* WORK TO COMPLETE *
Reproduce verbatim only the lines from the one containing "The component shall return one point per instance of the lamp" through the last line below, both included.

Named-object pointing records:
>>>>>

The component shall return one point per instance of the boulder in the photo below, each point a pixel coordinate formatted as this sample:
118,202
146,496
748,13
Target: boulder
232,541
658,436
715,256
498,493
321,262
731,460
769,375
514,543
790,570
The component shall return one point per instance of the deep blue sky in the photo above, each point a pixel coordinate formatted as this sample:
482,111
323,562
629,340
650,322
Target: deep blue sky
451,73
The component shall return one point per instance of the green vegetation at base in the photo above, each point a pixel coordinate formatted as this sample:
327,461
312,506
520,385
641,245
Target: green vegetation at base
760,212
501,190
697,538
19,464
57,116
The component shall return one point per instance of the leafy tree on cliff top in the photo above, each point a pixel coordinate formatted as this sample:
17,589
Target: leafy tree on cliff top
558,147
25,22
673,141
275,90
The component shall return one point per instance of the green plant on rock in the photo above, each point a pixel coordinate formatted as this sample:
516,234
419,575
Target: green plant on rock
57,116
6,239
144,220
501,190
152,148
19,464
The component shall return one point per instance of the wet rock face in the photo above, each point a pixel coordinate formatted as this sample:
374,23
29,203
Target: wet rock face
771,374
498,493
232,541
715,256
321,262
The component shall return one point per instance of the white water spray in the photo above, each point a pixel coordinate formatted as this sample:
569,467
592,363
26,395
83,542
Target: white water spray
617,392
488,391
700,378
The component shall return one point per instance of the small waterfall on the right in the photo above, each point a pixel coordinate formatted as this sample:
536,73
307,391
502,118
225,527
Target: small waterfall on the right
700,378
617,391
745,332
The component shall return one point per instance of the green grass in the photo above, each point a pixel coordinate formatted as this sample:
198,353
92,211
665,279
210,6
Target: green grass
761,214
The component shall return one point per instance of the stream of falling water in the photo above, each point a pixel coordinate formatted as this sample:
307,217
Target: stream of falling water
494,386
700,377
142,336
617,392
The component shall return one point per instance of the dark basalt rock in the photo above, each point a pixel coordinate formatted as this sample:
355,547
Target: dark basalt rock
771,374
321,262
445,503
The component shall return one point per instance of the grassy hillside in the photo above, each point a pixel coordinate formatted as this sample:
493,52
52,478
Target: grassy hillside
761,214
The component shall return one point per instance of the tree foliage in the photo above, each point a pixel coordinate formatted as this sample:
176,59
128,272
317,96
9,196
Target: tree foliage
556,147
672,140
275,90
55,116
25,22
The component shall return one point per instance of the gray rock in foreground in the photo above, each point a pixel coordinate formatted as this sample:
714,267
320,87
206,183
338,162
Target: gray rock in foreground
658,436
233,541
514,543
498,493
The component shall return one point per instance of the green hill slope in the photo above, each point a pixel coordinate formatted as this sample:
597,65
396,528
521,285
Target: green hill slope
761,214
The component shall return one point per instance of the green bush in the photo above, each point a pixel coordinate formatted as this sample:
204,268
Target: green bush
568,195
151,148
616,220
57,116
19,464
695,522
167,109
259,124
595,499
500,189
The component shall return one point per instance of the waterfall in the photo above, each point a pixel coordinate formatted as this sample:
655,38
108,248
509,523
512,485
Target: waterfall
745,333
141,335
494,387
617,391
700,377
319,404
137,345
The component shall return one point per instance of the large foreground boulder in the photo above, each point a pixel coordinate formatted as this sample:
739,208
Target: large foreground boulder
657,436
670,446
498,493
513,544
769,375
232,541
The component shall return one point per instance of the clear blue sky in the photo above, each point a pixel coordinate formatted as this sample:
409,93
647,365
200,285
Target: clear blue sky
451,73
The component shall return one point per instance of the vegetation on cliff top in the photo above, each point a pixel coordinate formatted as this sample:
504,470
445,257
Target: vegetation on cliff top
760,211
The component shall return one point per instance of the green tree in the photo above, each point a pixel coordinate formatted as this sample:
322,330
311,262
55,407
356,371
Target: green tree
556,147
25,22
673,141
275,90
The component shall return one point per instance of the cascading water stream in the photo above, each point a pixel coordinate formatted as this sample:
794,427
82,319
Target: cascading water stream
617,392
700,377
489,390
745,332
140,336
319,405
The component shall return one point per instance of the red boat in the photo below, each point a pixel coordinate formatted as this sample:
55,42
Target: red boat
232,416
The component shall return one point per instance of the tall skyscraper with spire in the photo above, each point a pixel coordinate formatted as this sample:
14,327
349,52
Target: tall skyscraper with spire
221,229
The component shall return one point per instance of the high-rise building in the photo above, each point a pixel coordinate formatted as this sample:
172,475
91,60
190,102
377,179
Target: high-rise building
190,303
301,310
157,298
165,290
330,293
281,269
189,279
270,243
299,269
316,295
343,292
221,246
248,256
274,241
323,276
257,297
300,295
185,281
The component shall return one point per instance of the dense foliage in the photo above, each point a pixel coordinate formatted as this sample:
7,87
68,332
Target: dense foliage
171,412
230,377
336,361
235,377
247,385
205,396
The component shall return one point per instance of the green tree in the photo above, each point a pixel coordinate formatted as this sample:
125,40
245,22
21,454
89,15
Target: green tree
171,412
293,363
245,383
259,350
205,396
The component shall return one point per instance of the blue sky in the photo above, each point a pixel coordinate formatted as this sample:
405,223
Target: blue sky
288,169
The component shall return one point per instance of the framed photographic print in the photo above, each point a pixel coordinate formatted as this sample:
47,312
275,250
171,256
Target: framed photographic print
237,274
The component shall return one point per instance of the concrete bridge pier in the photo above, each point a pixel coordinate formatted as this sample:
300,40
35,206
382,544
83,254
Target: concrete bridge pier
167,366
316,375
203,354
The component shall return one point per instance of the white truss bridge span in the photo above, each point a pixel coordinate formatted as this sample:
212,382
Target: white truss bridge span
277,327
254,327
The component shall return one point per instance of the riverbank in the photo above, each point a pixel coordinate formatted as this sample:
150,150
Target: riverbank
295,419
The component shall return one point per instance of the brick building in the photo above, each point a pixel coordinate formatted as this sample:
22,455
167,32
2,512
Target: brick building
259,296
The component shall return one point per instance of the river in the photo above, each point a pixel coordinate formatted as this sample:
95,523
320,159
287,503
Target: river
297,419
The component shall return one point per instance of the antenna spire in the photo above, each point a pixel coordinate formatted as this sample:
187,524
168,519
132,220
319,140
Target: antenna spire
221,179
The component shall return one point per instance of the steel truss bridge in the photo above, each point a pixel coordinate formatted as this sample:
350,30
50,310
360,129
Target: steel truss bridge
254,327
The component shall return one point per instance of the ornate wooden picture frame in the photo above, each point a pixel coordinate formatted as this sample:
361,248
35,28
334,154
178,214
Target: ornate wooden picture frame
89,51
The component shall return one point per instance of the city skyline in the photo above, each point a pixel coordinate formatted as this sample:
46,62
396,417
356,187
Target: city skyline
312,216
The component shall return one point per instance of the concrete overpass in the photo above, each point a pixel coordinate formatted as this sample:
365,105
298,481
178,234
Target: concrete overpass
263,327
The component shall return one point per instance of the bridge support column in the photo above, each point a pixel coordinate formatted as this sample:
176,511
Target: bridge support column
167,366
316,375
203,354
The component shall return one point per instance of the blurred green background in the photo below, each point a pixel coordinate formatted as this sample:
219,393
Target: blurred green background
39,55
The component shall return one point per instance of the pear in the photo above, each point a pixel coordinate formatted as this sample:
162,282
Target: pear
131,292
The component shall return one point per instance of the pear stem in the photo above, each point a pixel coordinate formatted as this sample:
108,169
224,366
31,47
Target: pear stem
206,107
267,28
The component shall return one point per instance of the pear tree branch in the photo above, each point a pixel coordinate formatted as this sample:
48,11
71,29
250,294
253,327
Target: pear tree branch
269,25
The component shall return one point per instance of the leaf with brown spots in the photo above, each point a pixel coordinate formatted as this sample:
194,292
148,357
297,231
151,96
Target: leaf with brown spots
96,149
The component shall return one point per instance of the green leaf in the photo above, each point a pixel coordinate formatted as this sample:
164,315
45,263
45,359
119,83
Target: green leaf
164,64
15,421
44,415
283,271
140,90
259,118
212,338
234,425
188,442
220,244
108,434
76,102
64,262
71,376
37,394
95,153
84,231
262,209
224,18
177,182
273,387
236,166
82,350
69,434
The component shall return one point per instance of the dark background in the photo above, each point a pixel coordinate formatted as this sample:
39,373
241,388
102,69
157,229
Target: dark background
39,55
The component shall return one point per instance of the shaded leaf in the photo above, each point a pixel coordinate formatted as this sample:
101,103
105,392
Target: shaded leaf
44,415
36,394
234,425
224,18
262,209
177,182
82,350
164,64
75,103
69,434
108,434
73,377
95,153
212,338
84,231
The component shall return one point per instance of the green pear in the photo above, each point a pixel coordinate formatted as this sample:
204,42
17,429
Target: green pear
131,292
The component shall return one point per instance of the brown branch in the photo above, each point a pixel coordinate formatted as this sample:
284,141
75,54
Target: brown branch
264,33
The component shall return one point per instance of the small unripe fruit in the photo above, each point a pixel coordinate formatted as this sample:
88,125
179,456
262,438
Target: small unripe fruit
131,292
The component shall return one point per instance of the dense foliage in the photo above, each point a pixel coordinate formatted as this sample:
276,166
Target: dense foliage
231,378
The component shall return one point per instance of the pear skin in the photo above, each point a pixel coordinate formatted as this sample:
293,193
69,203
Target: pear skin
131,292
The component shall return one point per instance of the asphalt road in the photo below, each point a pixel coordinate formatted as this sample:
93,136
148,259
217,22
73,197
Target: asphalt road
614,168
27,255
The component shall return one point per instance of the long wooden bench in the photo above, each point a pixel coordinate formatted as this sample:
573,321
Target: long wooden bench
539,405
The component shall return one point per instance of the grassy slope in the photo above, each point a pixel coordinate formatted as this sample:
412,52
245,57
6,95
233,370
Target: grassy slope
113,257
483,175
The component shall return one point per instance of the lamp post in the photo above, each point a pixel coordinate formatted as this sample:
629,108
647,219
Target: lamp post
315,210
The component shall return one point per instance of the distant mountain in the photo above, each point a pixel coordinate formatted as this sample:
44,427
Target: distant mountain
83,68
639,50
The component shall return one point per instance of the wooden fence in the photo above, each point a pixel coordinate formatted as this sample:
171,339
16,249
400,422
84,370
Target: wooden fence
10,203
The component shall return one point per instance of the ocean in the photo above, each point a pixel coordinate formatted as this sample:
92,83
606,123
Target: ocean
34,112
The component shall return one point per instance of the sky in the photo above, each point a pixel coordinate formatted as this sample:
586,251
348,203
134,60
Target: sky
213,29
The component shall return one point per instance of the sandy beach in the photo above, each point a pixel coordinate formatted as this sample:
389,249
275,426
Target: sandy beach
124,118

<<<<<

* FINAL RESULT *
The component shall return one point per instance of the lamp post in the photo above, each point a pixel coordinate formatted as this sample:
629,108
647,219
Target: lamp post
315,210
The component shall return one point per instance of the distant mountain in the photo above, each point a pixel coordinate formatted as this sample:
44,427
Target: distant mountain
83,68
639,50
The component shall return one point per instance of the wooden fence in the photo above, each point a pixel coordinate formatted as this sample:
171,339
16,249
400,422
84,370
Target: wooden fence
10,203
The component shall return one point per instance of the ocean in the photo above, each point a pixel coordinate formatted as this sample:
92,83
606,123
Target: ocean
34,112
The component shall return one point per instance of the sky in the photo above, each point a pixel coordinate formatted as this sample:
586,251
348,203
134,60
Target: sky
213,29
The component shall return one point per instance of the sandy beach in the photo above, each point a pixel coordinate formatted as this sample:
389,249
275,426
Target: sandy beach
124,118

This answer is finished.